Exercise goal
Repeat the material in full. Keep every line exactly as it is.

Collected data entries

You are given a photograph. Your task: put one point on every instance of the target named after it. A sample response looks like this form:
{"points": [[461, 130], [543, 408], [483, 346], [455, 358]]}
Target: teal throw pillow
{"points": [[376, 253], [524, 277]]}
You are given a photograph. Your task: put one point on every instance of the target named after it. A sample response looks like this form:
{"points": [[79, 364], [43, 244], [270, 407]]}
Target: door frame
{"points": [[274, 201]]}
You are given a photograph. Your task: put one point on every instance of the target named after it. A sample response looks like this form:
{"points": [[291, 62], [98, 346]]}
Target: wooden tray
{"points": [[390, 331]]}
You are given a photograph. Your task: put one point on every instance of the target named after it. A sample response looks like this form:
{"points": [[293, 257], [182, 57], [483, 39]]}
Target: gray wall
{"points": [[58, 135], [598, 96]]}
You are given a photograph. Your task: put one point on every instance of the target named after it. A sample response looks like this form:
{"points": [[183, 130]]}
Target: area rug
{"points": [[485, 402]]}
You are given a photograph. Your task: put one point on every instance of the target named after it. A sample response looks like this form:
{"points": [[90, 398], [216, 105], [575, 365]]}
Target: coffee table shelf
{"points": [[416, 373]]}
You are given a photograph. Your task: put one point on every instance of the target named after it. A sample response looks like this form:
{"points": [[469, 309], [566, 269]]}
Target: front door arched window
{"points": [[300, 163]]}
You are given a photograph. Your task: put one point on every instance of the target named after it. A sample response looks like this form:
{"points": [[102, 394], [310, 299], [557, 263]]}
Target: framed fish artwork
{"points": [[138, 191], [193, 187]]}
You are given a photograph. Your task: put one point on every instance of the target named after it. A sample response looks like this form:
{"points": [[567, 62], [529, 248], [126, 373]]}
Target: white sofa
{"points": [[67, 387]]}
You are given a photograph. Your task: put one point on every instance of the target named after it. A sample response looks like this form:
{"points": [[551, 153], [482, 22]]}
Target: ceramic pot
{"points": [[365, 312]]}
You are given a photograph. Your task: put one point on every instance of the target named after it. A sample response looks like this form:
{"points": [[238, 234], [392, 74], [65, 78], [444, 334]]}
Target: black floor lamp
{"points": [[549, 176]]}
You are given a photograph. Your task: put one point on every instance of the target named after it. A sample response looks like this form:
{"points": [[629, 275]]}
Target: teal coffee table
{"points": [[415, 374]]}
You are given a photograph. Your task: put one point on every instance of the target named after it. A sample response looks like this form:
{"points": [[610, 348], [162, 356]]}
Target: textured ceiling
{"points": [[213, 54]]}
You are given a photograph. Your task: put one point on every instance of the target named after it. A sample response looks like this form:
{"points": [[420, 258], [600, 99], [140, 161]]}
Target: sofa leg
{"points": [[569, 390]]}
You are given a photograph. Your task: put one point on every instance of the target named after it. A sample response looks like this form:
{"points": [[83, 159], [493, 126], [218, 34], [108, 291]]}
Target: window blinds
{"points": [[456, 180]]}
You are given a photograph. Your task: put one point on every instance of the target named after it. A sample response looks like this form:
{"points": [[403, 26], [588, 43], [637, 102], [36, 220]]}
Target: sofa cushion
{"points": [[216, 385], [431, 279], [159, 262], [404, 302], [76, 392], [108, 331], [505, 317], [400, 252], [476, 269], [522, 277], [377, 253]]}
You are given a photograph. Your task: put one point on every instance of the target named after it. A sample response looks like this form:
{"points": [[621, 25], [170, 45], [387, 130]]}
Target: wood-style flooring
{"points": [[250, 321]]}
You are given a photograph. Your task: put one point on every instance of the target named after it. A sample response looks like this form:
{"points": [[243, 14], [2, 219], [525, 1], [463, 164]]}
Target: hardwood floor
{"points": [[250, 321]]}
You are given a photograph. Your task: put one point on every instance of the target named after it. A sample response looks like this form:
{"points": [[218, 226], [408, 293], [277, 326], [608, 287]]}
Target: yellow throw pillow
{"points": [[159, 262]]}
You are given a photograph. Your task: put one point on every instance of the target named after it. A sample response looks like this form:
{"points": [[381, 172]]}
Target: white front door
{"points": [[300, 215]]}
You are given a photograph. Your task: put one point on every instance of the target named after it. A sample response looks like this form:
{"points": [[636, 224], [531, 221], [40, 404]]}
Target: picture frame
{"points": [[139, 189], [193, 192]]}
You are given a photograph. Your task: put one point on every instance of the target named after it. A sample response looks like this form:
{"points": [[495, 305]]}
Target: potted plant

Response for this exercise
You are given a photograph. Your task: put one point on every instance of the target named after it. A sample response looks like this form:
{"points": [[461, 130], [543, 408], [483, 346], [455, 358]]}
Target: teal throw pillow
{"points": [[376, 253], [524, 277]]}
You are given a photograph. Your task: put one point on every instance of the target named after it. A sample response looks like this form:
{"points": [[79, 364], [43, 244], [270, 407]]}
Target: door frame
{"points": [[274, 201]]}
You are given a photograph. Your task: put one point on every instance of the target named after it. A sample response looks like this form:
{"points": [[291, 62], [98, 346]]}
Target: wooden tray
{"points": [[390, 331]]}
You are given a photograph. Your task: put one point on every instance of the target named after it. A sample response looks like this form:
{"points": [[293, 257], [182, 57], [483, 39]]}
Target: gray wall
{"points": [[58, 135], [598, 96]]}
You are given a photograph. Your task: put one point on every instance of the target named after it. A sample response looks like this form:
{"points": [[183, 130]]}
Target: area rug
{"points": [[485, 402]]}
You are given a photograph. Your task: put one point on every instance of the target named after it. A sample response looks like this form:
{"points": [[90, 398], [216, 105], [575, 365]]}
Target: coffee table shelf
{"points": [[416, 373]]}
You are given a photograph. Your task: put one point on every instance of the target named after it. A sample response looks like this form:
{"points": [[469, 309], [566, 269]]}
Target: front door arched window
{"points": [[300, 163]]}
You are given a photograph. Your task: put one point on every instance of the target named after it. A sample response looks like this form:
{"points": [[102, 394], [310, 299], [557, 263]]}
Target: framed fish artwork
{"points": [[138, 191], [193, 187]]}
You are given a photograph. Your task: put one point on every instance of the target named after it. A sample response looks like this form:
{"points": [[567, 62], [529, 248], [126, 373]]}
Target: white sofa
{"points": [[67, 387]]}
You are given a photograph. Your task: put one point on every instance of the target named after it. A sample response looks like this form:
{"points": [[551, 153], [482, 22]]}
Target: ceramic pot
{"points": [[365, 312]]}
You are given a photograph. Your task: put one point on every instance of the target named after it. A sample response looks like this form:
{"points": [[238, 234], [392, 74], [65, 78], [444, 334]]}
Target: black floor lamp
{"points": [[549, 176]]}
You are given a photograph. Your task: put one point on every instance of the target named after it. A sample response looks like this form:
{"points": [[629, 275]]}
Target: teal coffee table
{"points": [[415, 374]]}
You are given a photograph. Your task: put one point on every instance of the target named after it. A sample response looks like this form:
{"points": [[610, 348], [162, 356]]}
Target: textured ceiling
{"points": [[213, 54]]}
You are given a photograph. Your task: put one point on every instance of the target named after it. A sample response looks like this form:
{"points": [[420, 258], [600, 99], [140, 161]]}
Target: sofa leg
{"points": [[569, 390]]}
You are given a photograph. Your task: put one point on every instance of the target named after it. A sample response looks like this form:
{"points": [[83, 159], [493, 126], [218, 34], [108, 291]]}
Target: window blinds
{"points": [[456, 180]]}
You are given a photograph. Your task: put one point on every instance of the target named after it. A sample response looks like this form:
{"points": [[403, 26], [588, 43], [637, 102], [36, 220]]}
Target: sofa cushion
{"points": [[216, 385], [431, 279], [159, 262], [404, 302], [76, 392], [108, 331], [505, 317], [400, 252], [476, 269], [522, 277], [377, 253]]}
You are given a photograph. Your task: put one point on every instance of the target named after it. A sample response looks like this form:
{"points": [[621, 25], [170, 45], [387, 130]]}
Target: wood-style flooring
{"points": [[250, 321]]}
You are given a photograph. Your task: put one point on every instance of the target named after it. A sample response looks like this form:
{"points": [[243, 14], [2, 219], [525, 1], [463, 164]]}
Target: hardwood floor
{"points": [[250, 321]]}
You are given a photograph. Your task: put one point on every instance of the target named after it. A sample response looks like this form:
{"points": [[218, 226], [408, 293], [277, 326], [608, 287]]}
Target: yellow throw pillow
{"points": [[159, 262]]}
You are given a photograph. Your task: put one point on every instance of the target named after it. A sample response looks like this form:
{"points": [[381, 172]]}
Target: white front door
{"points": [[300, 215]]}
You are given a photograph. Your task: put one point on every instance of the target named after it. A sample response looks like this form:
{"points": [[636, 224], [531, 221], [40, 404]]}
Target: picture frame
{"points": [[139, 189], [193, 192]]}
You are given a photograph. Your task: put one point on every instance of the target named after it. A sample response looks like this form:
{"points": [[495, 305]]}
Target: potted plant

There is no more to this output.